EXERCISE MATERIALS
#####
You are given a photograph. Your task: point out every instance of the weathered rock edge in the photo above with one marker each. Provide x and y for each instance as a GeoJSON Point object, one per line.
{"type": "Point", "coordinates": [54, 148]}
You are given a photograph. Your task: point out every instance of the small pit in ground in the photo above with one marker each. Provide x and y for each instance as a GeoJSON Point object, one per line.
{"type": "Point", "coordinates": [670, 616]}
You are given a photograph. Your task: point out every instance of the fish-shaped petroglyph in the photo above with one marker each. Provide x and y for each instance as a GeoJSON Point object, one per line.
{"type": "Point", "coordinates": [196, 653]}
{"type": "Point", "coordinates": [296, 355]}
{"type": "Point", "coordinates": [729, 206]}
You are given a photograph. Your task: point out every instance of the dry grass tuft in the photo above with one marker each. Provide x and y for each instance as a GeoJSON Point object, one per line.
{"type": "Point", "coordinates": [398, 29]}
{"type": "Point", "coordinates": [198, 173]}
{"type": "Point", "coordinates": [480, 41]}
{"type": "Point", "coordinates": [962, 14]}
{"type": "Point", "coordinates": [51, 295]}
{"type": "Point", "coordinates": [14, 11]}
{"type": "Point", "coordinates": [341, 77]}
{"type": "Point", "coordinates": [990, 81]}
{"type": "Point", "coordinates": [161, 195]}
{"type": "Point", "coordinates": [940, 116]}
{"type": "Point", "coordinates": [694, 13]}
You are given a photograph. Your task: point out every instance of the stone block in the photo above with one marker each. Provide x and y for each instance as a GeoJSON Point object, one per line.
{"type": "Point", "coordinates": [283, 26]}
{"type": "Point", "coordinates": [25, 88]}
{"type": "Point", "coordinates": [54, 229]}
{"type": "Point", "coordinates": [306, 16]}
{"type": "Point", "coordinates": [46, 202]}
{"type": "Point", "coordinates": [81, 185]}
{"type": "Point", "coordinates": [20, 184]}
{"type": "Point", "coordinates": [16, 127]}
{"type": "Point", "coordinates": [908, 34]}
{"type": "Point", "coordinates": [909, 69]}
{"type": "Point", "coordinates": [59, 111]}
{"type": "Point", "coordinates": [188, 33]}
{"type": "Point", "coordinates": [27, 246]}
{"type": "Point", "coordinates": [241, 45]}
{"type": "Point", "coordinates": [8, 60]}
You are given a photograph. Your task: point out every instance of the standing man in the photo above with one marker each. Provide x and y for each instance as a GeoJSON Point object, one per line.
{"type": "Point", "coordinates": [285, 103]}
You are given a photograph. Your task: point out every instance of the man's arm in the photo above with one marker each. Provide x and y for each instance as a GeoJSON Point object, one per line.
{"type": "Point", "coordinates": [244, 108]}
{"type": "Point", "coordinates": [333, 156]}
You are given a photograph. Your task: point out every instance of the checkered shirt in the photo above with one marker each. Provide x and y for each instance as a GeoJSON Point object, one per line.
#####
The response should contain only a verbatim copy of the lines from the line with "the dry grass" to the final line of the records.

You are given a photograph. Your task: point out every instance of the dry grass tuft in the photo above with one marker each. Provide x and y for each instance as a GeoJSON Point object, one per line.
{"type": "Point", "coordinates": [398, 29]}
{"type": "Point", "coordinates": [198, 173]}
{"type": "Point", "coordinates": [480, 41]}
{"type": "Point", "coordinates": [962, 14]}
{"type": "Point", "coordinates": [51, 295]}
{"type": "Point", "coordinates": [14, 11]}
{"type": "Point", "coordinates": [341, 77]}
{"type": "Point", "coordinates": [990, 81]}
{"type": "Point", "coordinates": [161, 195]}
{"type": "Point", "coordinates": [940, 116]}
{"type": "Point", "coordinates": [694, 13]}
You are given a photograph. Your task: point out every instance of the stone block in the photo above with one marker each. Provide x and y for each instance as a GeoJSON Point object, one per line.
{"type": "Point", "coordinates": [283, 26]}
{"type": "Point", "coordinates": [25, 88]}
{"type": "Point", "coordinates": [54, 229]}
{"type": "Point", "coordinates": [306, 16]}
{"type": "Point", "coordinates": [46, 202]}
{"type": "Point", "coordinates": [81, 185]}
{"type": "Point", "coordinates": [20, 184]}
{"type": "Point", "coordinates": [16, 127]}
{"type": "Point", "coordinates": [908, 34]}
{"type": "Point", "coordinates": [909, 69]}
{"type": "Point", "coordinates": [59, 111]}
{"type": "Point", "coordinates": [188, 33]}
{"type": "Point", "coordinates": [27, 246]}
{"type": "Point", "coordinates": [241, 45]}
{"type": "Point", "coordinates": [8, 60]}
You are given a photograph. Your task: point out every instance of the standing man in the photo above with one marker each. Provide x and y for each instance as a GeoJSON Point object, one per line.
{"type": "Point", "coordinates": [285, 103]}
You are given a photograph. Your task: point out every instance of the man's arm in the photo above with one marker each. Provide x and y for each instance as a GeoJSON Point object, one per line.
{"type": "Point", "coordinates": [244, 108]}
{"type": "Point", "coordinates": [333, 156]}
You are given a photograph. Your task: point out every instance of the checkered shirt in the photo above with one marker each. Provide x and y for each instance as a GeoJSON Point object, one per line.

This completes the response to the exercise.